[Pointing dataset records]
↓

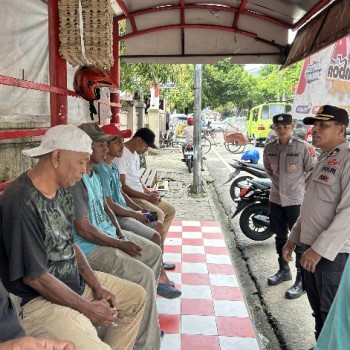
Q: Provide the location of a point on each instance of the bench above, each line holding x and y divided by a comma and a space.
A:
149, 177
4, 185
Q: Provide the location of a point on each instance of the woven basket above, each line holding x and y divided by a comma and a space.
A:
95, 17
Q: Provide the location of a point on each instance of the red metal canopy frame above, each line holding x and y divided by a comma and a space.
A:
58, 71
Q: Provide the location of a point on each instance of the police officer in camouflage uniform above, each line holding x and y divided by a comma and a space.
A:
323, 228
287, 161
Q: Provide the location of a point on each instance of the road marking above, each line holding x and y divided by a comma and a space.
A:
227, 165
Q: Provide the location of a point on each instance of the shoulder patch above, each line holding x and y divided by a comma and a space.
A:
311, 151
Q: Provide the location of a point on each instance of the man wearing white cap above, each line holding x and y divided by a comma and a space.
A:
39, 261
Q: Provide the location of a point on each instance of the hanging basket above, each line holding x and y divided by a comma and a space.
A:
86, 32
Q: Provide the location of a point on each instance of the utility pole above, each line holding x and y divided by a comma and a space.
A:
197, 187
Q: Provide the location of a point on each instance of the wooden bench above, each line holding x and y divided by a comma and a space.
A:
149, 176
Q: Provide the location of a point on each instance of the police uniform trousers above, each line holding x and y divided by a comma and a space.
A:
322, 285
282, 220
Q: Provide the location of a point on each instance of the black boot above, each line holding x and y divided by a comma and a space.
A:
283, 274
297, 289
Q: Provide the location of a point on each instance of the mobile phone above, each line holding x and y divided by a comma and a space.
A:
154, 216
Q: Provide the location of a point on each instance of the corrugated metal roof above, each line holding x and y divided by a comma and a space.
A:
197, 31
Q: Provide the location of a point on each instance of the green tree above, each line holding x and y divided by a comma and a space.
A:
274, 83
226, 86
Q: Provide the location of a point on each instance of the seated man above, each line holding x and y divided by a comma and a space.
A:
39, 262
129, 215
107, 247
12, 335
130, 177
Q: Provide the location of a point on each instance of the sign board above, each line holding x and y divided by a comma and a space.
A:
324, 79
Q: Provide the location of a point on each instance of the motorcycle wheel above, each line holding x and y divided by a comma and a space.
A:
253, 232
189, 164
237, 184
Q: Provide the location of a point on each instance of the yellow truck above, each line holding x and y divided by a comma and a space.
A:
260, 119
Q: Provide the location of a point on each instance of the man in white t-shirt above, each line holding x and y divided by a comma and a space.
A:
130, 177
188, 133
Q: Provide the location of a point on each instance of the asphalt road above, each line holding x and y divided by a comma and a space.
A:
281, 323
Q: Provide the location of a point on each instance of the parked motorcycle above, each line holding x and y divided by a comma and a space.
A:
253, 204
188, 156
239, 182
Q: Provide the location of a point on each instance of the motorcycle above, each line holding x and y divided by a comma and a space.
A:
253, 204
188, 156
240, 182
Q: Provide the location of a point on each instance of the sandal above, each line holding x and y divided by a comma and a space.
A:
169, 266
167, 291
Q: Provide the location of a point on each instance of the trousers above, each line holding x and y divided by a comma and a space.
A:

↑

* **Exercise description**: Every line is to be duplicated exactly, though pictures stay out.

* **Written answer**:
Q: Provide the location of a point on each instance of the bench above, each line holding x and y divided by a comma and a space.
A:
149, 177
4, 185
Q: Provide the location of a point on each instance of the woven basket above, each line holding x and y divided by a comma and a space.
A:
95, 17
Q: Provide the location of a point on each instance of the red metal canopy frame above, each line holding x and y divided by a comma and a space.
A:
58, 71
Q: Provide the location of a point on each instance of the police officer in camouflage uniform above, each line holding x and y divided by a comma and a space.
A:
323, 228
287, 161
Q: Provide the location of a point on each instance of the road marking above, each line holding x and y divided by a comma and a space.
A:
227, 165
Q: Provide the location of a point on each instance of the shoulder patch above, each line holding x and y divided by a comma and a space.
A:
311, 151
Q: Provide the location of a point on each instance of the man wearing white cap above, each line holding x and y divided by a comma and a space.
A:
39, 261
Q: Provide the location of a point on each instance of the hanging basket above, each line holding x and y divided by a comma and a space.
A:
86, 32
Q: Provide the location of a point on each instance of the utility pole above, each line holding x and y divided by a comma and a space.
A:
197, 187
Q: Provide the location of a point on each instance of the wooden bench above, each line holding x and y divided by a comma and a space.
A:
149, 176
Q: Provide the location of a point on each instance of the police uniform trousers above, each line holding x and y divided by a comma and a space.
A:
322, 285
282, 220
Q: Provide the location of a point on each instance of the black boot above, each line holding x and y divided by a comma and a space.
A:
283, 274
297, 289
Q: Provide the location of a point on each instance of the mobile phone above, each line holding x and y divided by a comma and a space.
A:
154, 216
Q: Provide the location of a point on each instance of the corrugated metal roof above, each line holding x and y divided by a comma and a space.
A:
197, 31
Q: Provide the location of a point on each instance of the green tree above, each line holding x and y divided by a comma and a space.
A:
274, 83
226, 86
Q: Provide the location of a point on each instance of the seated man above, each line holding x and y divided by a comma and a space.
A:
39, 262
129, 215
107, 247
12, 335
130, 177
Q: Provide the location of a point on each instance of the sign board above, each line holding x and y divided by a comma and a space.
A:
324, 79
Q: Provide the location of a point on each instance of the motorcycle wheel above, each line holding x and y divided by a comma and a space.
A:
253, 232
189, 164
237, 184
Q: Provide the location of a point on each instance of the yellow truck above, each line holding x and y divided by a comma and a space.
A:
260, 119
Q: Provide the location of a point on each instance of the man in white t-shirt above, each line holding x and y divided by a comma and a space.
A:
130, 177
188, 133
Q: Provide the location of a point on each instance of the asphalt road above, each line holding x and y divided by a comma and a space.
A:
281, 323
Q: Provide the location of a point on each instance of the parked motorcycle above, each line holding x and y divided by a comma and a space.
A:
253, 204
188, 156
239, 182
Q: Provide the location of a point on each instance of the motorcycle above, each line holding x and y divided by a comma and a space.
A:
253, 204
188, 156
240, 182
Q: Provide the location of a point on each instance of the sandal above, each line holding x and y divided by a comma and a space.
A:
169, 266
167, 291
Q: Provide the location of a point on each instance of the trousers above, each line holding x and y divided by a comma and a space.
A:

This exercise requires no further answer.